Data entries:
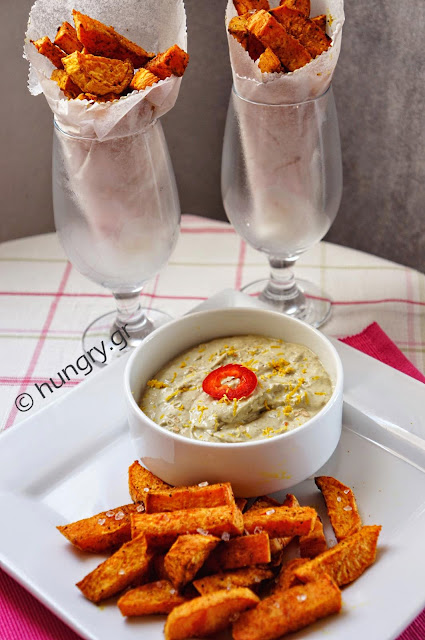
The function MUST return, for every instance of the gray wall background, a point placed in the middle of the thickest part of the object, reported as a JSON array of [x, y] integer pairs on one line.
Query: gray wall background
[[379, 88]]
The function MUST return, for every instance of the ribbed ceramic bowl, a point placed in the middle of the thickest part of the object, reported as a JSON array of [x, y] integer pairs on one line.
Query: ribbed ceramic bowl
[[255, 467]]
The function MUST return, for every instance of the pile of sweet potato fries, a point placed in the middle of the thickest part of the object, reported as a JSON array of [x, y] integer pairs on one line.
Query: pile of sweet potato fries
[[195, 554]]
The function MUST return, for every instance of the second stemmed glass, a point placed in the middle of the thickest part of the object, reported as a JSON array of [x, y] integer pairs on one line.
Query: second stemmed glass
[[117, 215], [281, 187]]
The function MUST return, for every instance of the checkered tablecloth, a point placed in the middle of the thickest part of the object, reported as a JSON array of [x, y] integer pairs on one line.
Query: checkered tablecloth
[[46, 305]]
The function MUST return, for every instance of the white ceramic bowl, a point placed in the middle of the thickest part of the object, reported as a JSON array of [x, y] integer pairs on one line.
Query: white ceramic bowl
[[256, 467]]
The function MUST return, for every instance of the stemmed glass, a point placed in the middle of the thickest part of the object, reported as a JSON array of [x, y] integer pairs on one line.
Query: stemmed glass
[[281, 187], [117, 215]]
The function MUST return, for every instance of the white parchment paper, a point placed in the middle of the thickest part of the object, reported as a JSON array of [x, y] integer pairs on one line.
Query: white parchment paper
[[155, 25], [287, 88]]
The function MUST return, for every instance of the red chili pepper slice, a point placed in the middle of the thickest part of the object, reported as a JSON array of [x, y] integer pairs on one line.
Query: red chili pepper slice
[[213, 383]]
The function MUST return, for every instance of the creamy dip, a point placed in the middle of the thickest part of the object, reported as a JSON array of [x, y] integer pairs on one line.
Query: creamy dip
[[292, 387]]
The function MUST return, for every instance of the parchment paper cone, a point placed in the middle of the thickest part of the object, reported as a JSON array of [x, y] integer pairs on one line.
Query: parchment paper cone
[[153, 24], [277, 145]]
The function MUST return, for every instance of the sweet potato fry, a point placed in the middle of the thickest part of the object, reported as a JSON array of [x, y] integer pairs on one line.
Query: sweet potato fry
[[101, 40], [280, 521], [46, 47], [303, 6], [286, 577], [171, 62], [214, 495], [241, 503], [239, 30], [208, 614], [307, 32], [65, 83], [243, 6], [94, 74], [186, 557], [346, 561], [320, 21], [140, 481], [269, 62], [151, 598], [288, 611], [341, 505], [66, 38], [240, 552], [271, 34], [126, 566], [314, 542], [102, 532], [143, 79], [246, 577], [162, 529]]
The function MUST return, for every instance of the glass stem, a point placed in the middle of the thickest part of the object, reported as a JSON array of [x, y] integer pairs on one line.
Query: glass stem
[[129, 311], [282, 289]]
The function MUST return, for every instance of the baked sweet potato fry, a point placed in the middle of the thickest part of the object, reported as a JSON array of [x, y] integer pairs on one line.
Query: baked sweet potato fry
[[214, 495], [171, 62], [280, 521], [288, 611], [151, 598], [102, 532], [128, 565], [65, 83], [208, 614], [269, 62], [94, 74], [141, 481], [341, 506], [246, 577], [143, 79], [320, 21], [186, 557], [303, 6], [46, 47], [307, 32], [243, 6], [314, 542], [240, 552], [67, 39], [162, 529], [100, 40], [286, 577], [271, 33], [346, 561]]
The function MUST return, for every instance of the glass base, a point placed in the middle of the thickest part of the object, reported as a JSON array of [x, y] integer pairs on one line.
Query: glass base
[[105, 339], [315, 309]]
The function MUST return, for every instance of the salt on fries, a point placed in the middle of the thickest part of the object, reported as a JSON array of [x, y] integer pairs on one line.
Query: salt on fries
[[190, 553], [96, 63], [281, 39]]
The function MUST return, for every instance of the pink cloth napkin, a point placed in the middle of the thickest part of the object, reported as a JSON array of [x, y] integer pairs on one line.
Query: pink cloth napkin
[[22, 617]]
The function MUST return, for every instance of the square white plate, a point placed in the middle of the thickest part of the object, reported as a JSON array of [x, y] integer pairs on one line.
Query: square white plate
[[70, 461]]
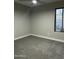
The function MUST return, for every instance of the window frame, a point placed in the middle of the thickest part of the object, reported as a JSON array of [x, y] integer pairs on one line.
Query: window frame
[[55, 20]]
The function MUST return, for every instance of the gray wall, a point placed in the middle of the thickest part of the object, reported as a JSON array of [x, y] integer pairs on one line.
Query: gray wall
[[38, 21], [21, 20], [43, 21]]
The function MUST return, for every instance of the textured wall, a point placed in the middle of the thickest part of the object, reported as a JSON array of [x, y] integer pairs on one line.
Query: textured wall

*TASK PROMPT*.
Without the pictures, return the whole of the data exactly as given.

*RESPONSE TO THIS TASK*.
The function MUST return, for every instance of the gray wall background, a point placed in the middle of the thickest part of the object, reported as a JSON array of [x, y] integer pairs on one line.
Query: gray wall background
[[379, 88]]
The function MUST return, for every instance of the ribbed ceramic bowl, a point placed in the middle of the thickest part of the object, reported as a JSON array of [x, y] integer pairs on one line.
Query: ribbed ceramic bowl
[[255, 467]]
The function MUST return, for every instance of the pile of sweet potato fries, a point placed in the middle of the thickest part of the object, reported as a JSON array of [x, y] integer pairs on one line.
Query: pile of sweet potato fries
[[195, 554]]
The function MUST return, for every instance of the second stemmed glass, a point placed in the middle of the thickest part of the object, reported as a JSON array of [x, y] integer pairs on one line.
Query: second stemmed glass
[[117, 215], [281, 187]]
The function MUST return, for every instance of the checkered tablecloth, a point placed in the middle of the thickest part of the object, reported as a JSON array of [x, y] integer pairs on one line.
Query: checkered tablecloth
[[46, 305]]
The function MUST return, for every instance of the white ceramic bowl, a point placed in the middle of the thickest part of the object, reported as a JSON array of [x, y] integer pairs on one line.
Query: white ceramic bowl
[[256, 467]]
The function MUST return, for every instance of the stemmed glass, a point placed in the middle of the thickest part of the object, reported as a JSON array of [x, y] integer pairs on one line.
Query: stemmed glass
[[281, 187], [117, 215]]
The function MUST return, for every instance of the white parchment paper, a point placed in the middle of the thickest part of the object, reported as a JSON array of [x, y] integer pairs on one line.
Query: white parchment paper
[[155, 25], [287, 88]]
The function MUST return, for every instance of the red chili pepper slice, a point placed in the middle of the thickest part of the object, reported as a JSON array of [x, y] integer pairs on one line.
Query: red chili pepper slice
[[213, 383]]
The function MUST return, for every instance of the creamy dip, a point placed in the middle of the thickest part of the object, reported as a JSON array of [x, y] integer pairs on one line.
Query: creamy dip
[[292, 387]]
The function MUST return, for every instance of the parchment paper cone, a point placed in the middle of the thickest part of the object, reported as a JSON array of [x, y] integer pairs on one line.
Query: parchment paper cone
[[153, 24], [277, 145]]
The function MUST return, for every instance of the sweet potato fry, a point placed in the middle of the thickest part of the object, reported as a JSON array of [x, y] integer pairs on one line.
Query: sweet potato fry
[[101, 40], [280, 521], [46, 47], [303, 6], [286, 577], [171, 62], [214, 495], [241, 503], [239, 30], [208, 614], [307, 32], [65, 83], [243, 6], [94, 74], [186, 557], [346, 561], [320, 21], [140, 481], [269, 62], [151, 598], [288, 611], [341, 505], [66, 38], [240, 552], [271, 34], [126, 566], [314, 542], [102, 532], [143, 79], [246, 577], [162, 529]]
The function MUST return, for every instance of the glass stem, a point placed in the middle of the thickest part of the object, reported as a JSON array of [x, y] integer pairs on one line.
Query: glass stem
[[129, 311], [282, 289]]
The function MUST return, for every instance of the baked sweet potato fry, a point placed in the middle of the thickest part of the object, reported as a JSON array of [x, y] integer pairs on one line.
Query: baked sweet potato fry
[[214, 495], [171, 62], [280, 521], [288, 611], [151, 598], [102, 532], [128, 565], [65, 83], [208, 614], [269, 62], [94, 74], [141, 481], [341, 506], [246, 577], [143, 79], [320, 21], [186, 557], [303, 6], [46, 47], [307, 32], [243, 6], [314, 542], [240, 552], [67, 39], [162, 529], [100, 40], [286, 577], [271, 33], [346, 561]]
The function MUST return, for every instance of the glass base, a point placed in the middle of the thickest part of the object, reported as a JSON array of [x, y] integer pairs on one line.
Query: glass base
[[105, 339], [315, 309]]
The function MUST return, for every instance of the salt on fries, a point placed in the middle of the thickest part of the object, reported as a JSON array of [x, y] integer pairs on one line.
Query: salt on fries
[[190, 553], [96, 63], [281, 39]]
The function MUST return, for every instance of the pink cloth napkin, a point placed in the middle of the thickest part of the object, reported as a JSON array of [x, y] integer pairs on one line.
Query: pink cloth napkin
[[22, 617]]
The function MUST return, for every instance of the square white plate, a point placed in the middle of the thickest part of the object, reported as a JSON array of [x, y] integer pairs on one line.
Query: square white plate
[[70, 461]]
The function MUST return, for every instance of the window frame, a point placed in the middle of the thickest part of the object, reported as a JSON array of [x, y] integer pairs on one line.
Query: window frame
[[55, 20]]
The function MUST return, for every instance of the gray wall, a point placed in the middle of the thickest part of the object, reported as a JSON array of [x, y] integer pairs on one line.
Query: gray wall
[[38, 21], [21, 20], [43, 21]]
The function MUST return, for every instance of the textured wall, a point placed in the middle of the thickest part of the object, reported as a JSON array of [x, y] integer pairs on one line.
Query: textured wall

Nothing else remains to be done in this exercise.